• Actions à mener:
**a.** D'après la source, combien de personnes la mosquée d'Athènes peut-elle accueillir au total ?
**b.** Reprenez mot pour mot tout ce qui figure dans la source, de « Le livre consacre » jusqu'à « figures religieuses influentes. ».

---- Source

Athènes n’a officiellement accueilli sa première mosquée reconnue par l’État qu’en 2020, après près de deux siècles d’absence d’un lieu de culte musulman central dans la capitale.
La mosquée Athènes, financée par l’État, peut recevoir 350 personnes : environ 300 dans la salle principale pour hommes et une cinquantaine dans une salle réservée aux femmes.
Le bâtiment, volontairement sobre — sans minaret ni coupole traditionnelle — illustre la volonté des autorités de limiter la symbolique religieuse et de présenter le lieu comme une infrastructure fonctionnelle.

Ce retard historique et les choix architecturaux ont suscité débats et interrogations sur la place de l’islam dans l’espace public grec et sur la manière dont la démocratie gère les demandes des minorités.

Mosquée de Botanikos à Athènes, premier lieu de culte musulman reconnu par l'État grec

Un livre récent revient sur deux siècles d’attente

Le chercheur Dimitris Antoniou publie l’ouvrage Pourquoi ne construisons-nous pas la mosquée ? Islam, coût politique et exercice de la démocratie en Grèce, qui examine la question de l’islam dans la Grèce moderne.
L’auteur part de l’indépendance grecque vis-à-vis de l’Empire ottoman en 1821 et retrace les raisons d’une absence durable d’un lieu de culte officiel à Athènes, malgré la présence de centaines de milliers de musulmans au fil du temps.

À travers une étude ethnographique approfondie, l’ouvrage montre comment politiques publiques, préoccupations identitaires et considérations religieuses se sont conjuguées pour retarder la construction d’une mosquée nationale.

  • Analyse historique depuis 1821.
  • Enquêtes de terrain et entretiens avec acteurs politiques et religieux.
  • Réflexion sur le lien entre identité nationale et religion majoritaire.

Obstacles historiques et opposition locale

Les premières tentatives pour implanter une mosquée officielle à Athènes remontent au XIXe siècle ; un projet daté de 1890 n’a jamais abouti en raison d’une forte résistance.
Le livre consacre un chapitre à l’affaire Votanikos (Botanikos), où un projet lancé au début des années 2000 a été entravé à plusieurs reprises.

En 2006, un terrain de la Marine avait été proposé pour un lieu de culte, mais le projet a immédiatement suscité protestations, recours judiciaires et campagnes orchestrées, notamment par des figures religieuses influentes.
Le métropolite Serafim qualifiait la mosquée de « menace pour la structure orthodoxe » et y voyait « une partie d’un plan d’islamisation du pays ».

Le rôle de l’Église orthodoxe apparaît ambivalent : sans toujours afficher un refus officiel, elle a exercé des pressions, formelles et informelles, pour éloigner la mosquée du centre-ville afin d’éviter « la provocation des sentiments publics ».

Manifestation à Athènes contre la construction d'une mosquée officielle

La « coût politique » : calcul et paralysie décisionnelle

L’une des idées centrales du livre est celle de la « coût politique » : les responsables évaluent gains et pertes électoraux avant d’agir, et préfèrent souvent différer les projets sensibles.

--------
---- Extrait de données

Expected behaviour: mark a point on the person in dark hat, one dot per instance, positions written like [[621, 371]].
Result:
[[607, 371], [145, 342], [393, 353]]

--------

• Réponses correctes:
**a.** 350 personnes.

**b.**
Le livre consacre un chapitre à l’affaire Votanikos (Botanikos), où un projet lancé au début des années 2000 a été entravé à plusieurs reprises.

En 2006, un terrain de la Marine avait été proposé pour un lieu de culte, mais le projet a immédiatement suscité protestations, recours judiciaires et campagnes orchestrées, notamment par des figures religieuses influentes.